Эмпириомонизм - Богданов Александр Александрович - Страница 11
- Предыдущая
- 11/133
- Следующая
Но при этом теряет свой смысл и самое противопоставление «физического» и «психического». Опыт, организованный индивидуально, входит в систему опыта, организованного социально, как его нераздельная часть, и перестает составлять особый мир для познания. «Психическое» исчезает в объединяющих формах, созданных познанием для «физического», но и физическое перестает быть «физическим», как только у него нет его постоянной антитезы — психического. Единый мир опыта выступает как содержание для единого познания. Это — эмпириомонизм.
Эмпириомонизм возможен только потому, что познание активно гармонизирует опыт, устраняя его бесчисленные противоречия, создавая для него всеобщие организующие формы, заменяя первичный хаотический мир элементов производным, упорядоченным миром отношений. Можно, разумеется, допустить, что эмпириомонизм осуществится не в тех формах, в каких мы его представляем; но он должен осуществиться, а его невозможность означала бы конечную несостоятельность познания.

========================================================================

▶ _СПИСОК ЗАДАНИЙ_:
1. Что, согласно фрагменту об эмпириомонизме, означала бы невозможность эмпириомонизма?
2. Изложите суть фрагмента об эмпириомонизме в двух предложениях.

▶ _ИСХОДНЫЕ ДАННЫЕ_:
========================================================================

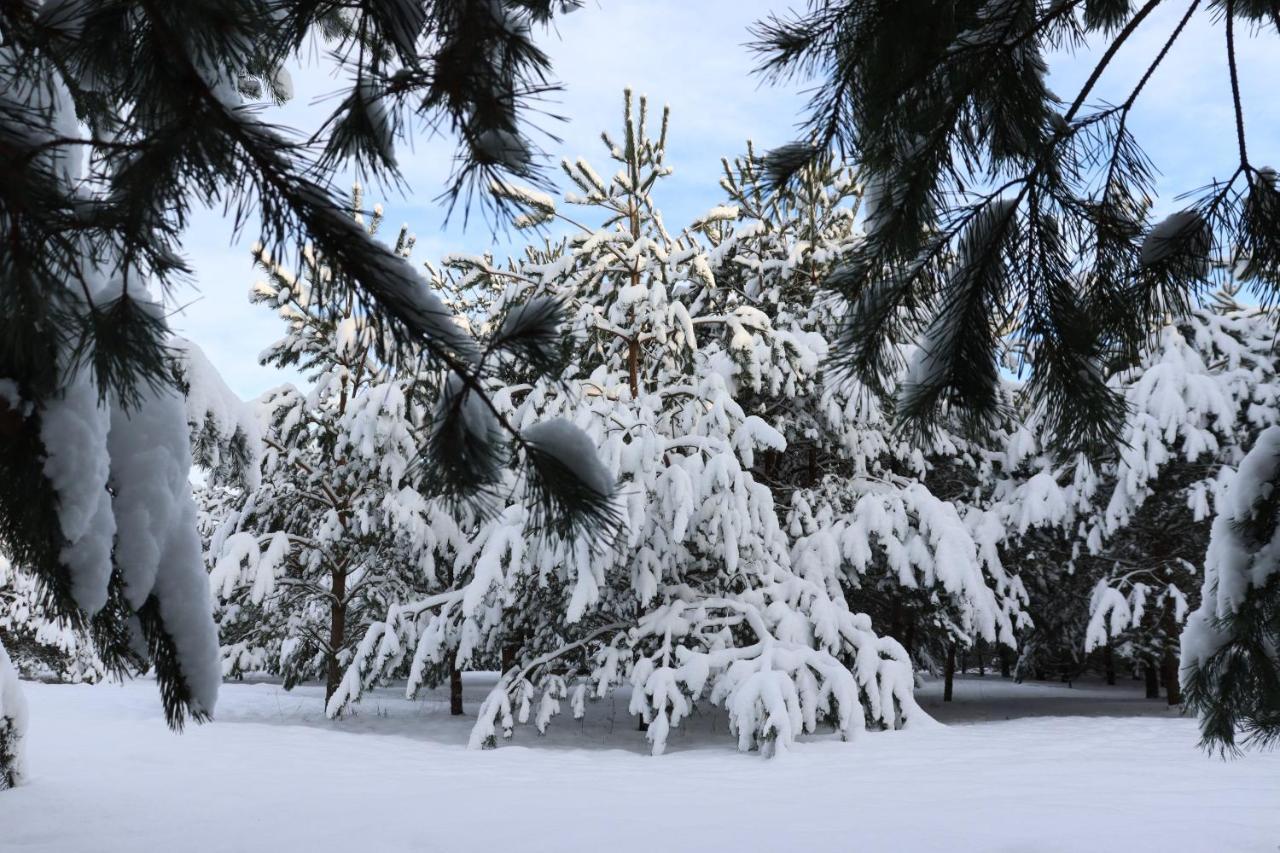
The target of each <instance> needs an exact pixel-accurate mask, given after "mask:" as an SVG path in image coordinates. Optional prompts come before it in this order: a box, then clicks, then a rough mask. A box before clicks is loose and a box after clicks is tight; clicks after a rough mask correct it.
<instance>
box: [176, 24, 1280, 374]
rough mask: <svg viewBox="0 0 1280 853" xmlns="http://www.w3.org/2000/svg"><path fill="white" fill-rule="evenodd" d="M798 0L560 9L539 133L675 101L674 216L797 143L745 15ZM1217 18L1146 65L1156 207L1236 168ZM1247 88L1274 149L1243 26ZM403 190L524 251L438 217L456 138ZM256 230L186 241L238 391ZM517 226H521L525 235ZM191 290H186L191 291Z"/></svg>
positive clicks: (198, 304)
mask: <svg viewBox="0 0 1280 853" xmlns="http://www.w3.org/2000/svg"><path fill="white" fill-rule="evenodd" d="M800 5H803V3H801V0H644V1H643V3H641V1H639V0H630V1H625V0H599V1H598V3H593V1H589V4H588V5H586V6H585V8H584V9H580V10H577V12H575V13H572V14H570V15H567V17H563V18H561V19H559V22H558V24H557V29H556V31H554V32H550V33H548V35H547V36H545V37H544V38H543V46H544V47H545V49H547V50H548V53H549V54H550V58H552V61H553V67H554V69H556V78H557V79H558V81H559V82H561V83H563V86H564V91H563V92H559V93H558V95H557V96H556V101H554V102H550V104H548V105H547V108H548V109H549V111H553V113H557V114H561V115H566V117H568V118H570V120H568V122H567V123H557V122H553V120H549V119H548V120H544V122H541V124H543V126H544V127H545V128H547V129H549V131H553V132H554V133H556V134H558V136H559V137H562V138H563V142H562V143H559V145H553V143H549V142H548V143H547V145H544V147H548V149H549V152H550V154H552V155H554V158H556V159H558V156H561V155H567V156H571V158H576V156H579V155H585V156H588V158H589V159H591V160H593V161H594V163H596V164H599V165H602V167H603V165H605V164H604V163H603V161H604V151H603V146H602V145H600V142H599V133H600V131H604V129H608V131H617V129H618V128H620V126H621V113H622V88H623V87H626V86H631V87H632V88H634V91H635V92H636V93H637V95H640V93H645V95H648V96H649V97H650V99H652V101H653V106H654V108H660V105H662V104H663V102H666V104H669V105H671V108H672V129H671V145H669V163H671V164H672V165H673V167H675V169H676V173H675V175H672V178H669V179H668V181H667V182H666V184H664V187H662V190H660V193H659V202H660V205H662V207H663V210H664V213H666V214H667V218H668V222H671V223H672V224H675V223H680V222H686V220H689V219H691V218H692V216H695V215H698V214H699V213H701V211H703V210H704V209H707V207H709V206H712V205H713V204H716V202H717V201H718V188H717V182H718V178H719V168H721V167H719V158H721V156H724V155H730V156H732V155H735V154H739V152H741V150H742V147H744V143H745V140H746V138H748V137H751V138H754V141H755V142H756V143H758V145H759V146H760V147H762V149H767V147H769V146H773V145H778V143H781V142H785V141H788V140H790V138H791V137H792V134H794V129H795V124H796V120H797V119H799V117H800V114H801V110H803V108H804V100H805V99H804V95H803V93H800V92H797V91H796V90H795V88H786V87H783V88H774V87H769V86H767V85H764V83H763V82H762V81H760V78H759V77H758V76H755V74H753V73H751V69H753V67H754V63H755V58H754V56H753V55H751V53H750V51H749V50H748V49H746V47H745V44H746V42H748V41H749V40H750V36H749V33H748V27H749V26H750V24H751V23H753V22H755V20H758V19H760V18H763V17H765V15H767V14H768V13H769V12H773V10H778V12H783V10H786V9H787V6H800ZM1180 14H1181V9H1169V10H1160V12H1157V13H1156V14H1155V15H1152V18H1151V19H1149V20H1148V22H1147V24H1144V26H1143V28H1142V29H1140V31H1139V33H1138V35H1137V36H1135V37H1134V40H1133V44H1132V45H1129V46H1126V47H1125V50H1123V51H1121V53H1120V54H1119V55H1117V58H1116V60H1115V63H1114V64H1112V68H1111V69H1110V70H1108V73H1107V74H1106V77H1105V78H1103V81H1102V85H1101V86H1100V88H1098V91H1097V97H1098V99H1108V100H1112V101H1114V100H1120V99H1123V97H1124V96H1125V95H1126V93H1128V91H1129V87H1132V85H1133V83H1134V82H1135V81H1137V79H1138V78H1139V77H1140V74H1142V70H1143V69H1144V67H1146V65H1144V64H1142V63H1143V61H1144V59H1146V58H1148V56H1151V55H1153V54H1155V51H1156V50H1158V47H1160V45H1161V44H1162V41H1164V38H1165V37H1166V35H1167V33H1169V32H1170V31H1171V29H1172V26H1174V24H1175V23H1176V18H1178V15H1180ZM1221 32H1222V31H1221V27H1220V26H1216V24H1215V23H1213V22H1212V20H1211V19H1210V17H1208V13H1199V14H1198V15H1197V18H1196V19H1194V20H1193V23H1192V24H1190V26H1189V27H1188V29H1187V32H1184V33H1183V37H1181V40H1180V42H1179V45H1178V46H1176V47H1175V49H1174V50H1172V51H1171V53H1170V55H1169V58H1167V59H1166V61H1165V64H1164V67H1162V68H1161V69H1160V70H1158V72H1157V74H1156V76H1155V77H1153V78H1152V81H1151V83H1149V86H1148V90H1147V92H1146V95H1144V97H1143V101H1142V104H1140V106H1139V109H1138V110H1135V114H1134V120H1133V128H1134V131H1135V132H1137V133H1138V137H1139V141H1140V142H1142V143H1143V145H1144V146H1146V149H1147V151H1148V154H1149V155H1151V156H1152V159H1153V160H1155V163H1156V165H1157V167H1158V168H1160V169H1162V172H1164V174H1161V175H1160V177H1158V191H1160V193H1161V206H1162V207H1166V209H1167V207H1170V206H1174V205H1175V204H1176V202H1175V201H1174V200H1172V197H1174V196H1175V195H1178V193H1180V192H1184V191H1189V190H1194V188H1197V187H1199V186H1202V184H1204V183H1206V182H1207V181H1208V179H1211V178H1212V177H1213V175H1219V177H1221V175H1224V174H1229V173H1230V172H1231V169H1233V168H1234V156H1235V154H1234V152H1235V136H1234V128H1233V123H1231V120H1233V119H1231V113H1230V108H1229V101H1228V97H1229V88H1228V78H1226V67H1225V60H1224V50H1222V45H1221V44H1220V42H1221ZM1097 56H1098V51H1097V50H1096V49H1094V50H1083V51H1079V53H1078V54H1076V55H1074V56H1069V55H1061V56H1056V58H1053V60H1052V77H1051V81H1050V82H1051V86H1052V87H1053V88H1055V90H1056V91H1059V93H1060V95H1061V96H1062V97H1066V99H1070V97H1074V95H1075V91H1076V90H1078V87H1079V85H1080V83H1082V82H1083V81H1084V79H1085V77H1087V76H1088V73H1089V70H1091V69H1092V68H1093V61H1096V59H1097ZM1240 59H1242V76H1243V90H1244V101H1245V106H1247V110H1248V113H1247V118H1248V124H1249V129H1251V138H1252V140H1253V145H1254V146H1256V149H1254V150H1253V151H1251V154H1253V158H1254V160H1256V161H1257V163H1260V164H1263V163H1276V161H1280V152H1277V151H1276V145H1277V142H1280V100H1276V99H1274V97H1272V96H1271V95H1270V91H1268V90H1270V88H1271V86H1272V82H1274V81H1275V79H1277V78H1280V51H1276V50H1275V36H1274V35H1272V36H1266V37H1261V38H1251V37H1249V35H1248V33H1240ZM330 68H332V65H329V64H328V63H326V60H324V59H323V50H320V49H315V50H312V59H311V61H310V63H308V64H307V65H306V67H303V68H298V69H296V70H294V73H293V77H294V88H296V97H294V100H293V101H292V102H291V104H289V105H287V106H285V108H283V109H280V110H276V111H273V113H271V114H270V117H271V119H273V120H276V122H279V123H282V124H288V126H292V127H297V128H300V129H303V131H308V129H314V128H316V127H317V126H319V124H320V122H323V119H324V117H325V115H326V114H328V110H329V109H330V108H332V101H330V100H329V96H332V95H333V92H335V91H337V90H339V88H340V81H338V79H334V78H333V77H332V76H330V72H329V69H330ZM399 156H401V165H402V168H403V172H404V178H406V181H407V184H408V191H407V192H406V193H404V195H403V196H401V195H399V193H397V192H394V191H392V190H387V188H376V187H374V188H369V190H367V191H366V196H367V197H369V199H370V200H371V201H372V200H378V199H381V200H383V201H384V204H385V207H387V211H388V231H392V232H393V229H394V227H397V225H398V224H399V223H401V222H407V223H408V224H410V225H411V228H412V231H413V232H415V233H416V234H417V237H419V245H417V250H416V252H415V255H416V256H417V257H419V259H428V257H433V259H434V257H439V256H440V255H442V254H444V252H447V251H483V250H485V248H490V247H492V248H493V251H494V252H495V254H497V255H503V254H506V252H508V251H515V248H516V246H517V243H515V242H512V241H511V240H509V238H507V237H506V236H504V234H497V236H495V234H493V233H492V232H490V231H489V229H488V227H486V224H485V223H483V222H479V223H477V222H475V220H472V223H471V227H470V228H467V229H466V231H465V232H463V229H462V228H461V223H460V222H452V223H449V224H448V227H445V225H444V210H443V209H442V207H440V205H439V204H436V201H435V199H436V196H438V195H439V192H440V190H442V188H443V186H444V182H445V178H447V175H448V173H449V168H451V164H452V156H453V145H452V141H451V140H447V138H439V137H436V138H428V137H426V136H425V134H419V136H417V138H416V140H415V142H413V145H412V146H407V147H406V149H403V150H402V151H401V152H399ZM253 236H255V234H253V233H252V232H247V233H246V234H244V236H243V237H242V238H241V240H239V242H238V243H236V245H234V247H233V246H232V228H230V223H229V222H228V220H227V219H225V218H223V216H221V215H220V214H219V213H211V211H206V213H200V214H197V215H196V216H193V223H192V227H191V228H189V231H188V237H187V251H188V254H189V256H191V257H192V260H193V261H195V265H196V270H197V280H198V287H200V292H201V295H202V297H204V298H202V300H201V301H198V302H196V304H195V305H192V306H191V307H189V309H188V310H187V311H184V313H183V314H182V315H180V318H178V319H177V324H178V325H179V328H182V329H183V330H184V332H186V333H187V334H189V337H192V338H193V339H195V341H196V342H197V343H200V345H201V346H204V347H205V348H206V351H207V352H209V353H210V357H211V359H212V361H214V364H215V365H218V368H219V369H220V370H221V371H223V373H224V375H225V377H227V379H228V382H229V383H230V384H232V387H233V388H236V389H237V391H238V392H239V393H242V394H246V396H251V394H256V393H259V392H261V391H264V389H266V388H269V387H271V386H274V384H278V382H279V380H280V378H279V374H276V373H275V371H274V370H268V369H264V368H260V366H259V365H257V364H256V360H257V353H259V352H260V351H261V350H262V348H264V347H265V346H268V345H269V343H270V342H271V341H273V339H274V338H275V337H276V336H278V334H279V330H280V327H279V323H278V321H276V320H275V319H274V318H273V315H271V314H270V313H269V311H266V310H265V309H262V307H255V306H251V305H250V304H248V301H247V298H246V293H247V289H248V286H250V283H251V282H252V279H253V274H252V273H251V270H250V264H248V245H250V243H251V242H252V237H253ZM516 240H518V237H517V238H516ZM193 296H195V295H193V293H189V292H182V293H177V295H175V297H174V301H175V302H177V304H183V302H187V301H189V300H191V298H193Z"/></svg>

========================================================================

▶ _ОТВЕТЫ К УПРАЖНЕНИЮ_:
1. Она означала бы конечную несостоятельность познания.

2. Противопоставление «физического» и «психического» теряет смысл: индивидуально организованный опыт входит в социально организованный как нераздельная часть, а единый мир опыта выступает содержанием для единого познания, что и есть эмпириомонизм. Эмпириомонизм возможен потому, что познание активно гармонизирует опыт, устраняя его противоречия и заменяя хаотический мир элементов упорядоченным миром отношений, а его невозможность означала бы конечную несостоятельность познания.